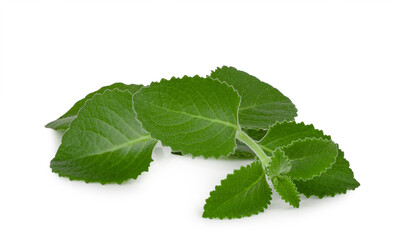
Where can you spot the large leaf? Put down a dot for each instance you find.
(310, 157)
(262, 104)
(338, 179)
(193, 115)
(283, 133)
(243, 193)
(105, 143)
(63, 122)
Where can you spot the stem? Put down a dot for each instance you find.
(243, 137)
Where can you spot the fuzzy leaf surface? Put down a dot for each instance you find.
(63, 122)
(338, 179)
(105, 143)
(283, 133)
(310, 157)
(287, 190)
(194, 115)
(262, 104)
(242, 151)
(243, 193)
(279, 164)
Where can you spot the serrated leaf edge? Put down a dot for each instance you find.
(62, 141)
(296, 191)
(312, 138)
(221, 183)
(179, 150)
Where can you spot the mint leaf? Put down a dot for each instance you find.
(279, 164)
(262, 104)
(105, 143)
(338, 179)
(282, 134)
(65, 120)
(310, 157)
(242, 151)
(193, 115)
(243, 193)
(287, 190)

▸ **EXERCISE REQUIREMENTS**
Please repeat the stretch from the line containing "Where can you spot the mint" through the end of the entries, substituting "marker" for "dot" and leaving everything else unchanged.

▸ **SOLVED EXERCISE**
Where can you spot the mint leaf? Put down a marker for each instance you find.
(279, 164)
(262, 104)
(105, 143)
(338, 179)
(282, 134)
(65, 120)
(310, 157)
(242, 151)
(193, 115)
(243, 193)
(287, 190)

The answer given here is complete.